(Stored dataset items)
+ + + +
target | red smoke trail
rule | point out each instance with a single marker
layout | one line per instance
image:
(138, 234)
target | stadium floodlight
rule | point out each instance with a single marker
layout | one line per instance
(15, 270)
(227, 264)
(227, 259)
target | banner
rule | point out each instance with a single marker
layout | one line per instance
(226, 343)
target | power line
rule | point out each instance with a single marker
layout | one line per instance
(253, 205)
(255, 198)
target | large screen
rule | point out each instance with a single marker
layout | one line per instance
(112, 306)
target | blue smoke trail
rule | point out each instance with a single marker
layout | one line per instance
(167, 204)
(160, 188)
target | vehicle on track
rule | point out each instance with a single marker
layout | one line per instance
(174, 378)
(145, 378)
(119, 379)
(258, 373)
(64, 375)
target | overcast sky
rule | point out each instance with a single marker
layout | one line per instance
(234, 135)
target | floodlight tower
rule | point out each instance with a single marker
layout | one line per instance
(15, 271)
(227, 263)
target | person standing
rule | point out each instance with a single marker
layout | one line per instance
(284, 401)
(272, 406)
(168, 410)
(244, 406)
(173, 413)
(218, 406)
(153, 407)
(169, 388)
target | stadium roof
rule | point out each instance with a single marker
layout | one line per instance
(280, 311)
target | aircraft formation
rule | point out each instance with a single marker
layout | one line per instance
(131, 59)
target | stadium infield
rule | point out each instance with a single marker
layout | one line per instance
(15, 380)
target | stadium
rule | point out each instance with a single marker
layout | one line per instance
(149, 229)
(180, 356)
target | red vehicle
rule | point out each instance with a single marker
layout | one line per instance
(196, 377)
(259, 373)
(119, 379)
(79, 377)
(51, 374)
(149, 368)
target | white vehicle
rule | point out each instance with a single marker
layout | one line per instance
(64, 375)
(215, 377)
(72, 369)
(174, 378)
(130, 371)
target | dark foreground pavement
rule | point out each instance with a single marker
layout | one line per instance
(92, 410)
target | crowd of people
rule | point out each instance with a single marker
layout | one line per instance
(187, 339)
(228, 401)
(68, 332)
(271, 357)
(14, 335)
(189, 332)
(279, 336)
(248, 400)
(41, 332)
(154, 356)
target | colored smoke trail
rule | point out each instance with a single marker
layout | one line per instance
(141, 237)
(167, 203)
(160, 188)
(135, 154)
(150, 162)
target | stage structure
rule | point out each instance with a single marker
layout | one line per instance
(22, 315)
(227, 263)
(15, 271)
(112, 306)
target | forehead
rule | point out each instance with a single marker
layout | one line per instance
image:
+ + + +
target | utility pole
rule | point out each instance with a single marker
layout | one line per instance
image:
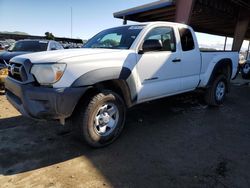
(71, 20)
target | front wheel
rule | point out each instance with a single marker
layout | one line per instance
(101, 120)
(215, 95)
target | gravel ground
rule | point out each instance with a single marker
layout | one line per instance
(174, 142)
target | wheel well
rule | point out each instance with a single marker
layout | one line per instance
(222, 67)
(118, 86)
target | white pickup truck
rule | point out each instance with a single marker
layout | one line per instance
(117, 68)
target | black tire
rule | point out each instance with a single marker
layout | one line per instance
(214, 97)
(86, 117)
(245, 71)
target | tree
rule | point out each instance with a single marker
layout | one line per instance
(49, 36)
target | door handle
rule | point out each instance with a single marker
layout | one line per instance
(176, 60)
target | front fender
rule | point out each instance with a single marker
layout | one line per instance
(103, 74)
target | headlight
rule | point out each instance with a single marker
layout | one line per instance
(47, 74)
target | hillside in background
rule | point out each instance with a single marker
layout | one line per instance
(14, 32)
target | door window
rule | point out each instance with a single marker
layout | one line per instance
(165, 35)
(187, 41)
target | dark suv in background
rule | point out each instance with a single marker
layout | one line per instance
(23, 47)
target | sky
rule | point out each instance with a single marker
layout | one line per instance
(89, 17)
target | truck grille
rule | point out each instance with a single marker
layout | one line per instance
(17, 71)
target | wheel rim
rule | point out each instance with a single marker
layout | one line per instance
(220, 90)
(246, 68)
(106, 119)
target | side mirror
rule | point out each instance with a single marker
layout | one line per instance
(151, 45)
+ + + +
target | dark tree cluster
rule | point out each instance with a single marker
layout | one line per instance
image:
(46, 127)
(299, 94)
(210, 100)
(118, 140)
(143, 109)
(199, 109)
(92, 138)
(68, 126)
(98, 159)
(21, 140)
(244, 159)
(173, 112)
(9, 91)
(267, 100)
+ + + +
Your goal>
How many lines in the data above contain the string "tree"? Matching is case-sensitive. Reply with the number alone.

Solution to this task>
2